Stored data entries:
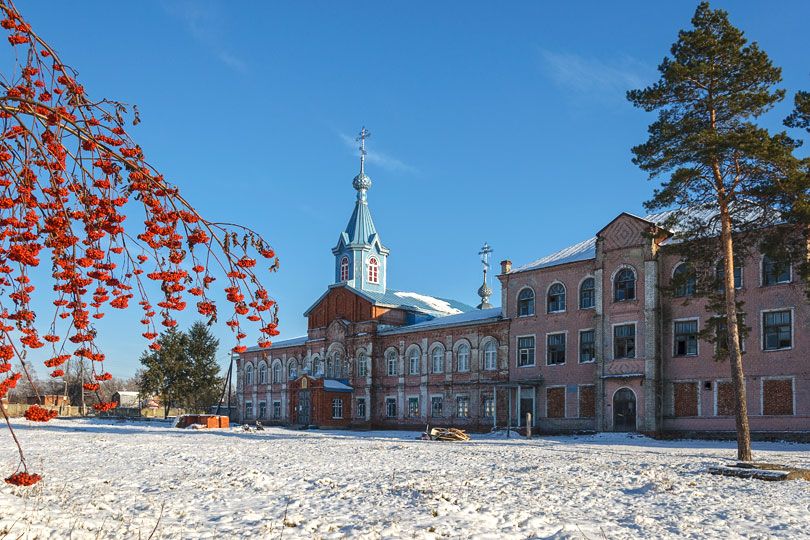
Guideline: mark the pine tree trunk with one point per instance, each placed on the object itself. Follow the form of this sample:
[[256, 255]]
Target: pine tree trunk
[[733, 336]]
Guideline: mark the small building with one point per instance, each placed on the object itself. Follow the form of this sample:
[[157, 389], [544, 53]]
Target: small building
[[126, 398]]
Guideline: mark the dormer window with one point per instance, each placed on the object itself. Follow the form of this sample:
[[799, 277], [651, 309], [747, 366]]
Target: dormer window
[[373, 270]]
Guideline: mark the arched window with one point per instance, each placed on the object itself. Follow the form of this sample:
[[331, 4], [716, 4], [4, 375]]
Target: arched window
[[413, 362], [437, 360], [624, 285], [556, 298], [774, 271], [587, 294], [293, 369], [526, 302], [490, 356], [391, 360], [373, 270], [463, 357], [344, 269], [684, 280]]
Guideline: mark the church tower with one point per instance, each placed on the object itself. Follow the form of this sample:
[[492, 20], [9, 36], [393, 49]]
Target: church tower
[[360, 258]]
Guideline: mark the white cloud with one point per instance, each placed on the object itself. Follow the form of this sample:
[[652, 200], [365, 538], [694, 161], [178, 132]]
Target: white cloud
[[594, 77], [376, 157], [204, 21]]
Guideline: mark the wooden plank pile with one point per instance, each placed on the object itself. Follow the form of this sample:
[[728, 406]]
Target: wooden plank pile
[[448, 434], [761, 471]]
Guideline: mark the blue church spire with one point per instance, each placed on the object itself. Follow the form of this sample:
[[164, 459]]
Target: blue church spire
[[360, 257]]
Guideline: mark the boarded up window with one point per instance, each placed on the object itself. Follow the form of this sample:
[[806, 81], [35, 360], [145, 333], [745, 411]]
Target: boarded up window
[[777, 397], [587, 401], [686, 395], [725, 399], [555, 402]]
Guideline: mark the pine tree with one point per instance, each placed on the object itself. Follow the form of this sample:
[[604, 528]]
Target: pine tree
[[204, 382], [167, 370], [715, 159]]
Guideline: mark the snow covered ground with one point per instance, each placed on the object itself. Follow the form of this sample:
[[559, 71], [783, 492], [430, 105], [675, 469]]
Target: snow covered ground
[[121, 480]]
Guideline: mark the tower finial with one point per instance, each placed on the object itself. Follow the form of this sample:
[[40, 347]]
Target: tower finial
[[484, 291], [362, 182]]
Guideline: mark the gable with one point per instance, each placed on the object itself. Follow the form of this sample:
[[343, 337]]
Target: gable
[[625, 231]]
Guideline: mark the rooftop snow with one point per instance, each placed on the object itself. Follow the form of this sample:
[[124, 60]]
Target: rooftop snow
[[469, 317]]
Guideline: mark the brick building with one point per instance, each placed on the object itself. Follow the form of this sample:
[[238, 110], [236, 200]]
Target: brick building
[[584, 340]]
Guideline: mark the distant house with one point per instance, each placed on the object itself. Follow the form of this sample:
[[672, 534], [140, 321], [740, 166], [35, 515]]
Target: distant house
[[126, 399]]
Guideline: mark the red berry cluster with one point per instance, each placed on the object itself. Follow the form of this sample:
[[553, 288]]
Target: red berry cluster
[[23, 479], [35, 413]]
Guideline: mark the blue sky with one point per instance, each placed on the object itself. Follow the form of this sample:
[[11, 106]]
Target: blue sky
[[503, 123]]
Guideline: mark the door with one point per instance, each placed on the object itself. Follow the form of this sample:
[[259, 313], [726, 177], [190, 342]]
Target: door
[[303, 407], [624, 410]]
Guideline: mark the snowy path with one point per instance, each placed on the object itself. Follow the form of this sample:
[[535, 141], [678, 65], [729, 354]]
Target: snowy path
[[110, 480]]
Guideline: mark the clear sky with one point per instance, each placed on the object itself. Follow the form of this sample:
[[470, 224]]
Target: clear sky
[[501, 122]]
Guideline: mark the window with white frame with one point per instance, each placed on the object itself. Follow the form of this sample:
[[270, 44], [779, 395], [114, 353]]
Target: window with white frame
[[775, 271], [436, 406], [587, 346], [373, 270], [685, 338], [413, 362], [777, 330], [391, 407], [391, 361], [463, 357], [526, 302], [488, 407], [624, 341], [525, 351], [437, 360], [555, 349], [362, 365], [587, 294], [413, 407], [624, 285], [337, 408], [556, 298], [463, 407], [490, 356]]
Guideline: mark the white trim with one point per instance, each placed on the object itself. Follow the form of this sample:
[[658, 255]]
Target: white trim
[[565, 297], [579, 345], [613, 340], [517, 351], [565, 346], [697, 337], [517, 302], [762, 380], [762, 313]]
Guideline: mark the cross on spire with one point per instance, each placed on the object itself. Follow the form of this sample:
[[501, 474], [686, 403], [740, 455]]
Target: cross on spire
[[364, 134]]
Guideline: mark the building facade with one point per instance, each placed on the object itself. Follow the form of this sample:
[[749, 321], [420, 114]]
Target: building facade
[[584, 340]]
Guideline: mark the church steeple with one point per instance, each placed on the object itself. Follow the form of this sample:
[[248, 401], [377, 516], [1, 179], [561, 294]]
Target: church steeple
[[360, 257]]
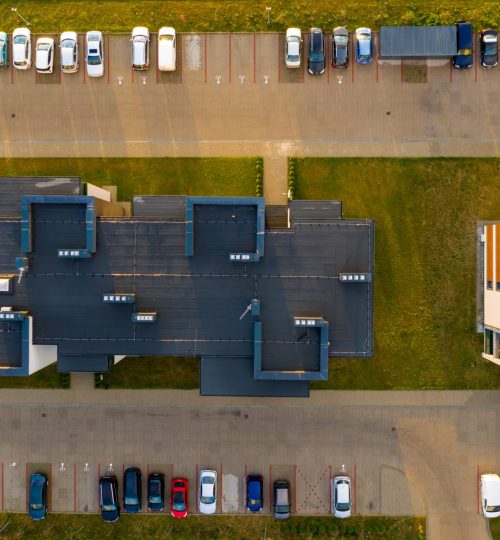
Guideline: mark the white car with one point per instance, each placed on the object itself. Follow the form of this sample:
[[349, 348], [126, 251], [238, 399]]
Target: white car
[[140, 48], [293, 47], [207, 498], [21, 48], [490, 495], [166, 49], [69, 52], [94, 54], [341, 497], [44, 55]]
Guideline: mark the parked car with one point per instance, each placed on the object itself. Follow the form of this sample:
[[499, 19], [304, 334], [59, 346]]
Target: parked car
[[207, 497], [4, 50], [340, 48], [108, 498], [21, 47], [364, 46], [281, 499], [488, 48], [44, 55], [94, 54], [156, 492], [132, 490], [255, 492], [166, 49], [37, 504], [464, 59], [293, 47], [179, 497], [490, 495], [341, 497], [140, 48], [68, 45], [316, 57]]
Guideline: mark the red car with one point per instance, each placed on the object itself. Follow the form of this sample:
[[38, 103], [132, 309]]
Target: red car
[[179, 497]]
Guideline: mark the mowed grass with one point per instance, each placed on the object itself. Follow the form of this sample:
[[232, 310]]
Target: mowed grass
[[154, 372], [243, 15], [45, 378], [89, 527], [425, 266], [147, 176]]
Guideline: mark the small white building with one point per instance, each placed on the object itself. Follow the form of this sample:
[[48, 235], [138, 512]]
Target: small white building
[[491, 268]]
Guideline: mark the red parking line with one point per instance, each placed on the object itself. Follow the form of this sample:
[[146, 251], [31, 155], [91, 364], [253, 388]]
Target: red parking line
[[107, 56], [330, 487], [220, 489], [205, 59], [254, 58], [245, 489], [98, 487], [355, 490], [477, 487], [474, 56], [270, 487], [197, 481], [295, 489], [50, 487], [74, 487], [26, 487]]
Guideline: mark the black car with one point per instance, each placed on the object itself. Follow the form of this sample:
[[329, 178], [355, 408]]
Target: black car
[[156, 492], [488, 48], [37, 504], [316, 58], [108, 495], [340, 48], [464, 59], [132, 490]]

#### What is required
From the records above, quote only the lines running from the line with "[[270, 44], [779, 395], [114, 353]]" to the line with "Guideline: mark the church steeple", both lines included.

#### Exercise response
[[270, 44], [779, 395], [114, 353]]
Target: window with white frame
[[775, 271], [436, 406], [587, 346], [373, 270], [685, 338], [413, 362], [777, 330], [391, 407], [391, 361], [463, 357], [526, 302], [488, 407], [624, 341], [525, 351], [437, 360], [555, 349], [362, 365], [587, 294], [413, 407], [624, 285], [337, 408], [556, 298], [463, 407], [490, 356]]
Guideline: mark the white trim with one point per instance, each placed on the object itself. Follow the form of this sample:
[[658, 255]]
Target: white trim
[[565, 297], [579, 345], [613, 340], [517, 351], [565, 346], [697, 337], [517, 302], [762, 380], [762, 313]]
Guideline: mark the cross on spire with one point per instance, each placed on the object itself. Follow the form of this sample:
[[501, 474], [686, 403], [740, 455]]
Target: cross on spire
[[364, 134]]
Guideline: mark the building facade with one point per instance, each placed on the object itself. Follow the form of this sample:
[[749, 321], [420, 114]]
Target: building facade
[[584, 340]]
Guideline: mark the church steeple with one point per instance, each placed on the object itself. Follow the form of this sample:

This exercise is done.